━━━━━ GEGEVEN TEKST ━━━━━

Op grond van artikel 293 lid 2 Wetboek van Strafrecht en artikel 294 lid 2 Wetboek van Strafrecht is euthanasie en hulp bij zelfdoding strafbaar.
‘Hij die opzettelijk een ander tot zelfdoding aanzet, wordt, indien de zelfdoding volgt, gestraft met een gevangenisstraf van ten hoogste 3 jaren of geldboete van de 4e categorie".
Hij die opzettelijk een ander bij zelfdoding behulpzaam is of hem de middelen daartoe verschaft, wordt, indien de zelfdoding volgt, gestraft met een gevangenisstraf van ten hoogste 3 jaren of geldboete van de 4e categorie.’
Er kan sprake zijn van een strafuitsluitingsgrond, als een arts aan een aantal voorwaarden voldoet. Dat zijn zorgvuldigheidseisen. Die staan vermeld in artikel 2 Wet toetsing levensbeëindiging op verzoek en hulp bij zelfdoding.
Bij euthanasie wordt het leven van een patiënt beëindigd met medicijnen, op een wijze die als "waardig" wordt beschouwd. Op grond van de wet mag een arts enkel euthanasie toepassen als sprake is van een vrijwel wil van de patiënt en bij uitzichtloos en ondraaglijk lijden.
Er wordt aan de patiënt door middel van een injectie of een infuus een middel toegediend. Daardoor is de patiënt in een diepe bewusteloosheid brengt. Daarna wordt een spierverslapper toegediend waardoor de ademhalingsspieren verlammen en de dood intreedt.
Euthanasie bij kinderen (12-18 jaar)
In de wet is een regeling opgenomen voor verzoeken van kinderen van 12-17 jaar om euthanasie of hulp bij zelfdoding. Voor patiënten van 12 tot en met 15 jaar is vereist dat de ouders of voogd met het verzoek kunnen instemmen. Bij jongeren van 16 en 17 jaar is toestemming van de ouders niet meer vereist. Er is geen regeling voor kinderen jonger dan 12 jaar.

━━━━━

WERKINSTRUCTIES >>
Geef uit de tekst over euthanasie hierboven letterlijk alles terug, van "Op grond van artikel" tot en met "en hulp bij zelfdoding.". Het materiaal hierna is afkomstig uit een andere bron.

━━━━━ INVOERGEGEVENS ━━━━━

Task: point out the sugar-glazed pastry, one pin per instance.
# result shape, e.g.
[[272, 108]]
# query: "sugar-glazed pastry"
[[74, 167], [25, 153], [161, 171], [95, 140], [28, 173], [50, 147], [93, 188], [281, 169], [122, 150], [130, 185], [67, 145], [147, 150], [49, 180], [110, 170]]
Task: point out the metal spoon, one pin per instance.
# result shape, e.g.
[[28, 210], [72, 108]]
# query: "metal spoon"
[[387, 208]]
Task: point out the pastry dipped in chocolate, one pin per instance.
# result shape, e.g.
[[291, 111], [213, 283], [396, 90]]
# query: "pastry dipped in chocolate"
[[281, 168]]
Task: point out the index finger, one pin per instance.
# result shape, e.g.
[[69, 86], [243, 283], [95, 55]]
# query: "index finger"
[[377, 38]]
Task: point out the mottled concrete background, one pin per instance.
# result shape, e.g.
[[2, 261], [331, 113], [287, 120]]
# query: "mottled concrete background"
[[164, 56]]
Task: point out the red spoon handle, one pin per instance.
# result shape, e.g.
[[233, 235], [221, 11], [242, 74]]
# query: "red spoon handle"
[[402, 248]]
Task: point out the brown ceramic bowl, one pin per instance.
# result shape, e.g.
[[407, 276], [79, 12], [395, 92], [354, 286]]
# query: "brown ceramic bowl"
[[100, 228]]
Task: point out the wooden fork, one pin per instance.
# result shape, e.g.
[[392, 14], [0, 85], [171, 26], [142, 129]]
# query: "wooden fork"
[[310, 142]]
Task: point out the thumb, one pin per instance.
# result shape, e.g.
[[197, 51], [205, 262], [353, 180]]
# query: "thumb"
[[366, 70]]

━━━━━
━━━━━ INVOERGEGEVENS ━━━━━

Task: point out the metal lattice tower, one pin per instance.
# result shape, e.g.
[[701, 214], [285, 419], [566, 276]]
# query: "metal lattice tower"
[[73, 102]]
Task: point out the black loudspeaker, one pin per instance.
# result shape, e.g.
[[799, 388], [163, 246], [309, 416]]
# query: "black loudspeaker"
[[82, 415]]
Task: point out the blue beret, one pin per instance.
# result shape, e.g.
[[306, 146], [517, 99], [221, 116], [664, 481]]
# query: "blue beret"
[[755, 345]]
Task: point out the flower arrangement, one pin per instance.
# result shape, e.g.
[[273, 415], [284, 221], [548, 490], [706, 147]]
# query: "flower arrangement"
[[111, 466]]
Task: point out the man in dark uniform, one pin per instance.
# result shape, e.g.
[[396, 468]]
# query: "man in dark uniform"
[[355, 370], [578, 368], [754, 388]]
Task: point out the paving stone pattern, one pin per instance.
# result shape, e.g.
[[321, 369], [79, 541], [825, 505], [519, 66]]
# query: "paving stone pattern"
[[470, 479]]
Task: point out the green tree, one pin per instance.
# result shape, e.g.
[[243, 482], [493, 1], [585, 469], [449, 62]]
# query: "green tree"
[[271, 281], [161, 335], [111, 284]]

━━━━━
━━━━━ INVOERGEGEVENS ━━━━━

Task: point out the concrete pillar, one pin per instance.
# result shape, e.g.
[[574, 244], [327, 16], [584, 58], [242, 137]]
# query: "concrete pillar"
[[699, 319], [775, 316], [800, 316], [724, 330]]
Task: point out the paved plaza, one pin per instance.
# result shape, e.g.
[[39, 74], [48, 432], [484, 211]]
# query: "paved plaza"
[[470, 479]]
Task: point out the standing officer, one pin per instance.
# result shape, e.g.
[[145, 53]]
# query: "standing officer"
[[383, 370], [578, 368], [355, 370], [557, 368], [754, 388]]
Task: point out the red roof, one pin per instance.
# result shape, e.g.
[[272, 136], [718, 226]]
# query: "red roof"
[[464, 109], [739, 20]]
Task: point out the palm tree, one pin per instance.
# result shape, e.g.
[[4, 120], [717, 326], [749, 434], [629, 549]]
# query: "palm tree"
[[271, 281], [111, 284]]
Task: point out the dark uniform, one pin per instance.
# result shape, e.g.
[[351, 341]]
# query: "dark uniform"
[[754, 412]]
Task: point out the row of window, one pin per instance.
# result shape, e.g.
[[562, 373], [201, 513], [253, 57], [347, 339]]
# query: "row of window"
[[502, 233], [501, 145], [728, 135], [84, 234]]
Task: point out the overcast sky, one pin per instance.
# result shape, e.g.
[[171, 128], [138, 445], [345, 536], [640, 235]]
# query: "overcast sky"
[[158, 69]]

━━━━━

ANTWOORD >>
Op grond van artikel 293 lid 2 Wetboek van Strafrecht en artikel 294 lid 2 Wetboek van Strafrecht is euthanasie en hulp bij zelfdoding strafbaar.
‘Hij die opzettelijk een ander tot zelfdoding aanzet, wordt, indien de zelfdoding volgt, gestraft met een gevangenisstraf van ten hoogste 3 jaren of geldboete van de 4e categorie".
Hij die opzettelijk een ander bij zelfdoding behulpzaam is of hem de middelen daartoe verschaft, wordt, indien de zelfdoding volgt, gestraft met een gevangenisstraf van ten hoogste 3 jaren of geldboete van de 4e categorie.’
Er kan sprake zijn van een strafuitsluitingsgrond, als een arts aan een aantal voorwaarden voldoet. Dat zijn zorgvuldigheidseisen. Die staan vermeld in artikel 2 Wet toetsing levensbeëindiging op verzoek en hulp bij zelfdoding.